(Dataset records)
┏━━
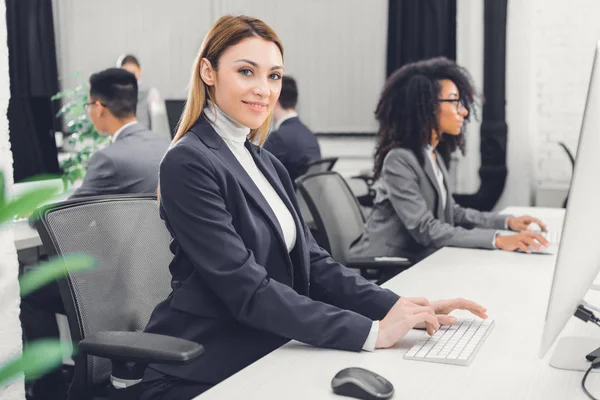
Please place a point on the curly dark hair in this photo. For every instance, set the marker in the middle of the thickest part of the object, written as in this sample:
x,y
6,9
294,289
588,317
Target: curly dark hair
x,y
407,109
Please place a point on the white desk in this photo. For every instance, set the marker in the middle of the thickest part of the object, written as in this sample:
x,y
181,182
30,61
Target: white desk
x,y
515,289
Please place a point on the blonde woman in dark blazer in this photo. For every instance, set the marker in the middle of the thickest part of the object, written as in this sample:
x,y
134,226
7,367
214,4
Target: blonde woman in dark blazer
┗━━
# TASK DIRECTIONS
Copy every line above word for word, leaving the pictures out of your answer.

# FINISHED ANSWER
Please place a point on the curly dark hair in this photo. For every instance, set the marker in the middle of the thickest part of the object, written as in this sample:
x,y
6,9
294,289
588,317
Target: curly dark hair
x,y
407,109
Please place a point on the white desk in this photo. For every instance, set the marker in the middle of the thickest part of the object, written as in this sample:
x,y
181,182
30,61
Target: white desk
x,y
515,289
Please place a point on the blonde woman in dark blazer in this photo. For every instance, set the marker in the middle of the thickest part of the object, written as in this sample:
x,y
134,226
7,367
214,4
Target: blonde woman in dark blazer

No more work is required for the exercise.